So I’m doing a spring clean of my kitchen cupboards, even though it’s November! I have some untidy habits so I can’t see if I really need to order more or not; I buy more or different just in case when we haven’t finished the original supplies; plus I’ve recently given up alcohol so it seemed pointless to keep hold of our previous amount and better to donate the unopened bottles to the work Christmas raffle.
As I’m checking Use By dates, sorting waste into macerator, recycling, or bin, then cleaning the shelves and putting the slimmed down number of items back, I’m struck by a number of things:
• The memories evoked by the smell of flavourings or icing colours I’ve used: the blue and white Danny Rose birthday cake for my ardent Spurs fan; the purple and yellow Spiro the Dragon cake for his video game playing brother; cinnamon and citrus for so many Christmas puddings and mince pies for family and work colleagues.
• The regrets for the things I didn’t cook: the coconut liqueur for the tropical trifle meant for a dinner party I was too ill to attend; the crystallised and stem ginger for a long forgotten cake recipe; the black cherries in Kirsch for a luxurious pudding never made.
• And further regrets for the waste: why on earth did I buy and then not use 6 boxes of vegetable suet or 5 tubs of candied peel? Perhaps I fell for some supermarket deal for a multi buy. Why didn’t I give away those 2L Pepsi bottles left over from our anniversary party last year? And how frightening it is to see the amount of plastic used in food wrapping and thinking of the effect that will have on our environment, my own culpability for that.

Location labeling records:
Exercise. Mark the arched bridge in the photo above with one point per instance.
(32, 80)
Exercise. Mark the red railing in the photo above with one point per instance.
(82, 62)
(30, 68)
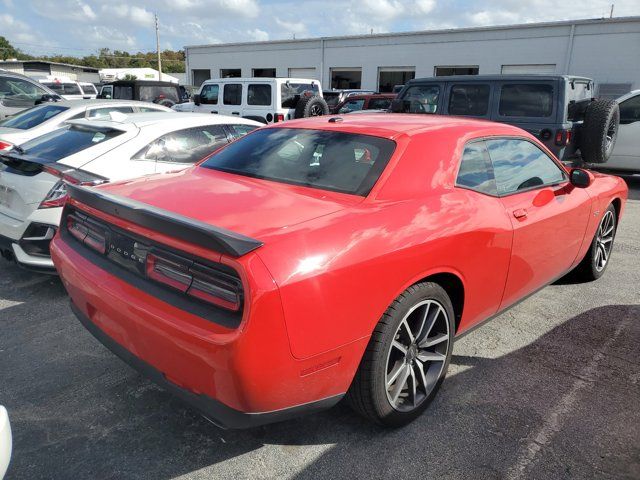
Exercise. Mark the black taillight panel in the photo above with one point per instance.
(216, 286)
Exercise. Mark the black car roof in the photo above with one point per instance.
(489, 78)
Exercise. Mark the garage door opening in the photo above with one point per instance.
(346, 77)
(230, 73)
(264, 72)
(389, 77)
(200, 75)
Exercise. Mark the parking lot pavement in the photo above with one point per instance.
(547, 390)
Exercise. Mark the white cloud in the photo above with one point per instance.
(298, 28)
(258, 35)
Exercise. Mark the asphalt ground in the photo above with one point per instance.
(548, 390)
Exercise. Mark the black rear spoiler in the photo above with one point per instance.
(166, 222)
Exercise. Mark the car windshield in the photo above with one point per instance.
(33, 117)
(332, 98)
(336, 161)
(64, 88)
(66, 141)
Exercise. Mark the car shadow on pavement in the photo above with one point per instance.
(78, 412)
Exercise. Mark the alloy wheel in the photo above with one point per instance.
(604, 240)
(417, 355)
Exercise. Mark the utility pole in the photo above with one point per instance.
(158, 49)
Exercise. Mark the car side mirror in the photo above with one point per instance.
(581, 178)
(397, 105)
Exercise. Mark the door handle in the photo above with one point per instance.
(520, 213)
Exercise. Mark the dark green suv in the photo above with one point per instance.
(560, 110)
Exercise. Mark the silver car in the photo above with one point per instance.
(50, 116)
(18, 92)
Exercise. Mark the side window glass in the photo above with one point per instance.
(520, 165)
(526, 100)
(98, 113)
(259, 94)
(209, 94)
(232, 94)
(469, 99)
(185, 146)
(476, 171)
(421, 99)
(630, 110)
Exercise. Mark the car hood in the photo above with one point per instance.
(256, 208)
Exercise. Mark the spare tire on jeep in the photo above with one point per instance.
(599, 131)
(312, 106)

**What to do**
Reproduce word for word the part of the piece on clearing out kitchen cupboards that begins at the words "So I’m doing" and stops after "work Christmas raffle.". The data plays no role in this.

**Solution**
So I’m doing a spring clean of my kitchen cupboards, even though it’s November! I have some untidy habits so I can’t see if I really need to order more or not; I buy more or different just in case when we haven’t finished the original supplies; plus I’ve recently given up alcohol so it seemed pointless to keep hold of our previous amount and better to donate the unopened bottles to the work Christmas raffle.